(Coordinate annotation entries)
++++
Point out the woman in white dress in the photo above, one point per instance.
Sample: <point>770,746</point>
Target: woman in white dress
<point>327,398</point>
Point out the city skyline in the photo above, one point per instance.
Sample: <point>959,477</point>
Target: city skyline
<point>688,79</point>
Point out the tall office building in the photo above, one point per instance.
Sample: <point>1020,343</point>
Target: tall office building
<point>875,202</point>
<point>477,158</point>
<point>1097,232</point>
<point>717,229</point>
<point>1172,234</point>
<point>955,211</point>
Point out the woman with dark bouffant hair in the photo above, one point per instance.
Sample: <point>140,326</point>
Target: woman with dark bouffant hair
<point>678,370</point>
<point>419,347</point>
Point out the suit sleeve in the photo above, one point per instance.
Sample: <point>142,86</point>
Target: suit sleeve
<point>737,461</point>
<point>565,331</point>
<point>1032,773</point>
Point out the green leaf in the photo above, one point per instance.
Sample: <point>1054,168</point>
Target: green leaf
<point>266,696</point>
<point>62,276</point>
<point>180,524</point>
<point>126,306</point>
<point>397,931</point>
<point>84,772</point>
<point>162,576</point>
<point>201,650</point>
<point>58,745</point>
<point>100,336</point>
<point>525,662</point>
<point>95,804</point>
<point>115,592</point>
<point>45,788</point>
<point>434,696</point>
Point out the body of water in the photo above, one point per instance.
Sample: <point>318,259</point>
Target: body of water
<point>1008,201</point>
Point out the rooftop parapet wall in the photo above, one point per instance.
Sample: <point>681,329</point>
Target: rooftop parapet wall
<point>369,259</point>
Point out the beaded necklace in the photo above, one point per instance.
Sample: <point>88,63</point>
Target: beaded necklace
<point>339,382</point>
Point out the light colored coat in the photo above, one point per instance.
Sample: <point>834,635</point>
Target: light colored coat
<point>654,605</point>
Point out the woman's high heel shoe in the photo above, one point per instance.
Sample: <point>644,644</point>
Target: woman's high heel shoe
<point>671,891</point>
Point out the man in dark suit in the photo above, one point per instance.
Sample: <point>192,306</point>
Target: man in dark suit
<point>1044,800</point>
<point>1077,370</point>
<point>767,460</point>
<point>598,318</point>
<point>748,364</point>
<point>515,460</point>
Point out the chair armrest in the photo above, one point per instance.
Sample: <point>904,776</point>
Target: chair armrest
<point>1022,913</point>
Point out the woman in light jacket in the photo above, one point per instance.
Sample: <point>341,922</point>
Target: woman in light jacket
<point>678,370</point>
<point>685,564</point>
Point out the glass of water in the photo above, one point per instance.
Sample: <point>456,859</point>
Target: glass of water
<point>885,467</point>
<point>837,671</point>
++++
* **Given exercise**: Rewrite the records from the line containing "Point out the woman's" through the end of the records, switching "armrest" to "headrest" throughout and leaving everything else unchanged.

* **The response**:
Point out the woman's high heel shoe in the photo above, one point per instance.
Sample: <point>644,644</point>
Target: woman's high heel shoe
<point>671,891</point>
Point out the man in dark suit in the photo above, one point per instance.
Sample: <point>192,306</point>
Target: man in dark suit
<point>1044,800</point>
<point>1077,370</point>
<point>767,460</point>
<point>598,318</point>
<point>748,364</point>
<point>515,460</point>
Point out the chair headrest in the photo above, one point per instance.
Sample: <point>904,776</point>
Target: chair headrest
<point>1022,913</point>
Point out the woman in light jacket in the photo above, one point per instance.
Sample: <point>341,922</point>
Target: woman in light jacket
<point>678,370</point>
<point>685,564</point>
Point out the glass of water in the photo above, one point per instance.
Sample: <point>456,859</point>
Target: glass of water
<point>885,467</point>
<point>837,671</point>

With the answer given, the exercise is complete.